_PROMPT 1_:
Pick out every line of the entries that contains the string "hoof" and copy each one. Case counts.

_DOCUMENT TEXT_:
· · · · ·

Thursday, January 13, 2022

A Case of Conscience by James Blish

A Case of Conscience (After Such Knowledge, #4)A Case of Conscience by James Blish
My rating: 3 of 5 stars

SF, being a hypothetical scenario, is an ideal forum for discussing religious conundrums and wrestle with spirituality vs religion dilemmas.
The Church is as hostile to the doctrine of evolution—particularly to that part of it which deals with the descent of man—as it ever was, and with good reason.
Karl Marx famously said “Religion als das Opium des Volkes” – after all that is what religion is all about – power and dominion over the subjects. Peter F Hamilton explored this in The Night's Dawn Trilogy: The Reality Dysfunction, The Neutronium Alchemist, and The Naked God trilogy.
In this book I found the premise that Christianity is the main religion of our Universe rather far-fetched, stretching even the boundless boundaries of SF. The author concedes that Christianity was fourth in terms of adherents even on Earth, following Buddhism and Hinduism.

· · · · ·

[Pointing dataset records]
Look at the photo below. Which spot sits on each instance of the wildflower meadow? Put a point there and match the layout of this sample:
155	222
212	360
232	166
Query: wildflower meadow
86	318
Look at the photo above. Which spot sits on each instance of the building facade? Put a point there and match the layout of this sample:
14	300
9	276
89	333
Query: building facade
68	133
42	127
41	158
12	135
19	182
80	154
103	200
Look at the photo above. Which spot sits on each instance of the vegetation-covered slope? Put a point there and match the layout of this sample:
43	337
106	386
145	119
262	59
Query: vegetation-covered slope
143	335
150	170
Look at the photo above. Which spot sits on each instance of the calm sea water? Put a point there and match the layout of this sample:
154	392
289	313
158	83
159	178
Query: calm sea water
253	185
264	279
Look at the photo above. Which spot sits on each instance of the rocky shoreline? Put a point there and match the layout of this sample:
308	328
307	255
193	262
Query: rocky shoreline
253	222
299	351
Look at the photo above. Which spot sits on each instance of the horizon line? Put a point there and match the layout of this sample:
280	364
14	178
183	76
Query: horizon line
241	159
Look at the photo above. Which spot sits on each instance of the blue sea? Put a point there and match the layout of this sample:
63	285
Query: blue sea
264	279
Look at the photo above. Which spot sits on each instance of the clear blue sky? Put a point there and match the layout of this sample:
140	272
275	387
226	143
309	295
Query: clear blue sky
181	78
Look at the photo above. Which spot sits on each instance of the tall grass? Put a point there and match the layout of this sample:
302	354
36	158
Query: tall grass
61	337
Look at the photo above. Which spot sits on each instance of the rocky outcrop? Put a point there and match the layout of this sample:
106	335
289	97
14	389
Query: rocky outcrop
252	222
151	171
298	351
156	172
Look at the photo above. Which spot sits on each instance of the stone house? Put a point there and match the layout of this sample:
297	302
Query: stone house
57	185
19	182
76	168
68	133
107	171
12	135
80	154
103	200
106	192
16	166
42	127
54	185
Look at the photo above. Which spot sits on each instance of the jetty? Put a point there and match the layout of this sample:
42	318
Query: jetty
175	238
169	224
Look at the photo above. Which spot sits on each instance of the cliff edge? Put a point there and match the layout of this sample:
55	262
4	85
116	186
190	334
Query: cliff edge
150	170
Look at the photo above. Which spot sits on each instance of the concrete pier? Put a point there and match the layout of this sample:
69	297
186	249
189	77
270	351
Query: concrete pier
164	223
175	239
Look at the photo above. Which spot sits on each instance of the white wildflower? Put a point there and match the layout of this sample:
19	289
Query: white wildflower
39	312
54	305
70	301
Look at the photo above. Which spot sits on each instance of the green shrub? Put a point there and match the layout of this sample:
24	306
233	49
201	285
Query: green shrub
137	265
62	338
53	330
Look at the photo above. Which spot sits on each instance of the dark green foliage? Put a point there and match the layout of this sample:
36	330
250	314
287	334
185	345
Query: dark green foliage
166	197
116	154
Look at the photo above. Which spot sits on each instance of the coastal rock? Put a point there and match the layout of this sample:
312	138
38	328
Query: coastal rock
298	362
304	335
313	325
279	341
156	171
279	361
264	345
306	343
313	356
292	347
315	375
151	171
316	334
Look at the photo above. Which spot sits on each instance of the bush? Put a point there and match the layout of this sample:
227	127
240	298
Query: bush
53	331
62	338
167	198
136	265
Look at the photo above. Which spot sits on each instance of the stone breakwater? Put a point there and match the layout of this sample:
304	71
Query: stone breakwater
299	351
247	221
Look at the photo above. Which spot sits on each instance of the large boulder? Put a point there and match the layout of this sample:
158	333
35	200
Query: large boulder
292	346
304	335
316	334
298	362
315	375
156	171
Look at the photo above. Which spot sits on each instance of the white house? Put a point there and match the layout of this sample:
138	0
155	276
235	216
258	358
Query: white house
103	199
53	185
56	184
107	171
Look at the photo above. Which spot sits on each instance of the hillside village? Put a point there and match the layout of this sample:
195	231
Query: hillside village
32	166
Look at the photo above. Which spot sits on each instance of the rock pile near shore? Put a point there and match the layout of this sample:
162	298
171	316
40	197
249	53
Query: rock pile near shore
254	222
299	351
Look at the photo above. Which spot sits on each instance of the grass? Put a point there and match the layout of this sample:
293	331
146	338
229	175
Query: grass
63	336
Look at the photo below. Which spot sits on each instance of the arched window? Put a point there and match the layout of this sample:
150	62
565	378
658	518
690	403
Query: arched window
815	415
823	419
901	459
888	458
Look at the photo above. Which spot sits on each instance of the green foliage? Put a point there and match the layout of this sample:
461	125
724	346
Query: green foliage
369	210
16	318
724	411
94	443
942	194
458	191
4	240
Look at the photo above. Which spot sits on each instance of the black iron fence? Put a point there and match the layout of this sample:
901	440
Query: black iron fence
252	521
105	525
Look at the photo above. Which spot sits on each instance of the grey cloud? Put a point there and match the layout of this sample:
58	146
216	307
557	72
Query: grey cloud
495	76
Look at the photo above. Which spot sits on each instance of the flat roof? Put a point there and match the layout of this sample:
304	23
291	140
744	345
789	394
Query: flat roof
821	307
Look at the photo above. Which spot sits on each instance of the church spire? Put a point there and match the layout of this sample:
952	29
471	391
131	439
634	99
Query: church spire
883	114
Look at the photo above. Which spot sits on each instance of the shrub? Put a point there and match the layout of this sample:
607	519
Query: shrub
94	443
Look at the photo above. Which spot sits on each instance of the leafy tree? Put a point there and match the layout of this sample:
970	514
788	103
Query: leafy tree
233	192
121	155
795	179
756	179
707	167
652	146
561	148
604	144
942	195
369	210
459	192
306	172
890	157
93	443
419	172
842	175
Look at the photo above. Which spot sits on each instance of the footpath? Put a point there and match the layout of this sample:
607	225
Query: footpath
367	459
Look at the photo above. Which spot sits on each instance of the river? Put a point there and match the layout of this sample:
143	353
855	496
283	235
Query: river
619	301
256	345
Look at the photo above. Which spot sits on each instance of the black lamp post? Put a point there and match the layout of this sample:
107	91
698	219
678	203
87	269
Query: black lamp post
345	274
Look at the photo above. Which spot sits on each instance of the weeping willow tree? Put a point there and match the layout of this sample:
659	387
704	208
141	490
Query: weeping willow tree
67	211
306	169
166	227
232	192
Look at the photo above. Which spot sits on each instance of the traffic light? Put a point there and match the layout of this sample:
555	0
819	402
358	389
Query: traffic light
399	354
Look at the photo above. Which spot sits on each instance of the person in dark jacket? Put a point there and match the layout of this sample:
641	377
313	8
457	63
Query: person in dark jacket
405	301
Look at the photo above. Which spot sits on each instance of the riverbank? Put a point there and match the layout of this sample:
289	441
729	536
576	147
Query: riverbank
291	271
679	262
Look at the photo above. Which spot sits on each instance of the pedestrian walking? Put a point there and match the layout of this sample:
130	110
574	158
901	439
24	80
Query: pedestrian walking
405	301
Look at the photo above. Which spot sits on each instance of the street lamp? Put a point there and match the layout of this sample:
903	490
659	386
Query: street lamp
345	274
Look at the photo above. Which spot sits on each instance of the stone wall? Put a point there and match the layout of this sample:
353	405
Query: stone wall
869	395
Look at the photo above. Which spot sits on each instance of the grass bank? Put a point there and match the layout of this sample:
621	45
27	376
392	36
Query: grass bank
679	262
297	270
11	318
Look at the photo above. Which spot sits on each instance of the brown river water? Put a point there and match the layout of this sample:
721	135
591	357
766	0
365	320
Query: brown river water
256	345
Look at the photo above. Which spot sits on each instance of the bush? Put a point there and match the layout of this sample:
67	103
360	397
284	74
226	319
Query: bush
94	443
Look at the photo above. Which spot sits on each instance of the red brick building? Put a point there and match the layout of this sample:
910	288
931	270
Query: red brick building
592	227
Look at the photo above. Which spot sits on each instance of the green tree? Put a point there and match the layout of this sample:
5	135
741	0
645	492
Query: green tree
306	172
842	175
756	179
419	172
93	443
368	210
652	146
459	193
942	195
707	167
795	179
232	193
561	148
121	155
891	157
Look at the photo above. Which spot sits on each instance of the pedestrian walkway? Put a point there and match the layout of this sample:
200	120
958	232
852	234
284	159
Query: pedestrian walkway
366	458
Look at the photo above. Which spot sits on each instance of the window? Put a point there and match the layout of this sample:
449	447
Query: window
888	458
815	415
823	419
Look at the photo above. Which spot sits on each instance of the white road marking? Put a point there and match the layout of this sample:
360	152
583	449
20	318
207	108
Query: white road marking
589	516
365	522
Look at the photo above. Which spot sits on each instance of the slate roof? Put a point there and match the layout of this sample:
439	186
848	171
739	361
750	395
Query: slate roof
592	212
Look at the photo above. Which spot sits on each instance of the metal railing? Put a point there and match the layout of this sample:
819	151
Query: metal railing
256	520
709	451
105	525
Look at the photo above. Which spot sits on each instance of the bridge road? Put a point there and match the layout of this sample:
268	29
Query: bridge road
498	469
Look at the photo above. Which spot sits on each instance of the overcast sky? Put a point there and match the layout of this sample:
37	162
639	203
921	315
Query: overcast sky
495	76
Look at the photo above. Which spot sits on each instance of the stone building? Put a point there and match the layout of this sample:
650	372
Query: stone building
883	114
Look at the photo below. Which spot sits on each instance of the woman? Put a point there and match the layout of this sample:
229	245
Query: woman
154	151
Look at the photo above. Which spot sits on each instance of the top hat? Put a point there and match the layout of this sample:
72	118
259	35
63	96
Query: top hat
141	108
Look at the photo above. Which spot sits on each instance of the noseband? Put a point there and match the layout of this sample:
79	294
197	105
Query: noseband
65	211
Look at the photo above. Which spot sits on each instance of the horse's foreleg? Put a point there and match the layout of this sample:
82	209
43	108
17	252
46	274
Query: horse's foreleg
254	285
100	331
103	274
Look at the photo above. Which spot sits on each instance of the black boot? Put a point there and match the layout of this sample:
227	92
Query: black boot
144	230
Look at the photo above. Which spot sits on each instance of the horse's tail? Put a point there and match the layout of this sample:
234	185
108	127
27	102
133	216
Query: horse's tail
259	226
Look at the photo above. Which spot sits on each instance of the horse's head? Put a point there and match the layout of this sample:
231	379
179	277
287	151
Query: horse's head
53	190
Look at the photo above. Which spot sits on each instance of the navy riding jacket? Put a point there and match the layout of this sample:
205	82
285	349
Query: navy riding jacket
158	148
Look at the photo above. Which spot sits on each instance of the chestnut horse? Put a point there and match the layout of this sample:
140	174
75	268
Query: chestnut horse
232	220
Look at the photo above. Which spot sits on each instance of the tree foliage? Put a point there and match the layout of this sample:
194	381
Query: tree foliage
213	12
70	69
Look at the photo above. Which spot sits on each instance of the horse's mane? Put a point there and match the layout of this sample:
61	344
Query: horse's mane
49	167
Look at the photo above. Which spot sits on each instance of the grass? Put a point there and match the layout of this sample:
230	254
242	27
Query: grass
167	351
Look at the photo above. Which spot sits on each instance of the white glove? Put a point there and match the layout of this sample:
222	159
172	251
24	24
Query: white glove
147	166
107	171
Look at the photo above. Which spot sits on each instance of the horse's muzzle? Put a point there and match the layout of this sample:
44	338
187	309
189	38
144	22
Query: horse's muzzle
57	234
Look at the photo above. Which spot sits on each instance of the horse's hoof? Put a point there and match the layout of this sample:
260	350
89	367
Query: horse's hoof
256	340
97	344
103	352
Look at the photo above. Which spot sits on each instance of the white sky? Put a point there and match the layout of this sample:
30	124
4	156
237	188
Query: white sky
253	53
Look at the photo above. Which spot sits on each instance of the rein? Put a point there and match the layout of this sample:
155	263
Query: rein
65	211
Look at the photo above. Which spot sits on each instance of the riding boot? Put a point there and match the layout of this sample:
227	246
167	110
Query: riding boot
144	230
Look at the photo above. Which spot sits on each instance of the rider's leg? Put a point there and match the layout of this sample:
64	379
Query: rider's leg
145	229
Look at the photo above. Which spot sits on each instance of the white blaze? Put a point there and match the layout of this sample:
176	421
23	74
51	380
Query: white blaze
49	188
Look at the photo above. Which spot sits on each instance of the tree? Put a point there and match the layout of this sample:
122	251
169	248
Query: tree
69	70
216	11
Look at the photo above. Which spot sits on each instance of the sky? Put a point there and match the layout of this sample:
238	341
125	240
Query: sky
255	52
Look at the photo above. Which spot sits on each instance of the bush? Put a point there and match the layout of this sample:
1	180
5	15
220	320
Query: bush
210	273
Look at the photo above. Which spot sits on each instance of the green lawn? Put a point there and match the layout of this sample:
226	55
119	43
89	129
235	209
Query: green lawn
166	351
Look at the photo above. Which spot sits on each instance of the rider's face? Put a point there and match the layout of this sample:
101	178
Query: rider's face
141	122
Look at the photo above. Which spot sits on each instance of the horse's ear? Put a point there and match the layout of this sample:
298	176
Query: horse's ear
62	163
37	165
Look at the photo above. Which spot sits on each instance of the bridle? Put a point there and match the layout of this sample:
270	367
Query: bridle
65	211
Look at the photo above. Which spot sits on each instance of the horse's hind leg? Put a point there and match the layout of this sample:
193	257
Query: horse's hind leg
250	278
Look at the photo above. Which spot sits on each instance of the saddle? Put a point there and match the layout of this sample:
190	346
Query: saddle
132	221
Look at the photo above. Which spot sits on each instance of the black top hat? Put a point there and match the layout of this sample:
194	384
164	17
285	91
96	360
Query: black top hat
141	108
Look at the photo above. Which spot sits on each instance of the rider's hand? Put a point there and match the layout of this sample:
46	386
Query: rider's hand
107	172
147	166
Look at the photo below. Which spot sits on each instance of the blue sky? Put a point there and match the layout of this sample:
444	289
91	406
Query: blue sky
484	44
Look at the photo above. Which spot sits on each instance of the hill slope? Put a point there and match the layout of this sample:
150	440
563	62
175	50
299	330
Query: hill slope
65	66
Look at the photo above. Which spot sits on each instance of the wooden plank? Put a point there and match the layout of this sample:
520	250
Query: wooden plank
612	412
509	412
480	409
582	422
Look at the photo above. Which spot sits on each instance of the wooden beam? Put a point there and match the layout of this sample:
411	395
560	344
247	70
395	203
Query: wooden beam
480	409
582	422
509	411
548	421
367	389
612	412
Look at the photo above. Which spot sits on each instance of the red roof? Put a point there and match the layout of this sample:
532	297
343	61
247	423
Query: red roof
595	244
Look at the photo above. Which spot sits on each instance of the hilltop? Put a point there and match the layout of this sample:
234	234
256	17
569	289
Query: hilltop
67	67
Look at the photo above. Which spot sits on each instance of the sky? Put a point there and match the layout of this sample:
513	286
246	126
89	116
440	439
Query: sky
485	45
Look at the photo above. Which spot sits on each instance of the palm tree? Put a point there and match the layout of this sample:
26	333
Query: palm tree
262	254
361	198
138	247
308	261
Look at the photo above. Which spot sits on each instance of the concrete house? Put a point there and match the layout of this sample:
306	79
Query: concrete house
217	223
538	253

· · · · ·

_PROMPT 2_:
Carry on the review of A Case of Conscience, picking up after its last sentence.

_EXERCISE OUTPUT 1_:
Look at the photo above. Which spot sits on each instance of the horse's hoof? Put a point there and match the layout of this sample:
Query: horse's hoof

_EXERCISE OUTPUT 2_:
Satan, called the “Adversary,” is purported to have peopled the alien planet Lithia (due to an abundance of Lithium, that was being eyed greedily by rapacious humans) with reptilian entities in his image.
This is the observation made by of one of these aliens about the existential crises faced by humans
you teach them to be afraid of death—which of course makes them a little insane, because there is nothing anybody can do about death.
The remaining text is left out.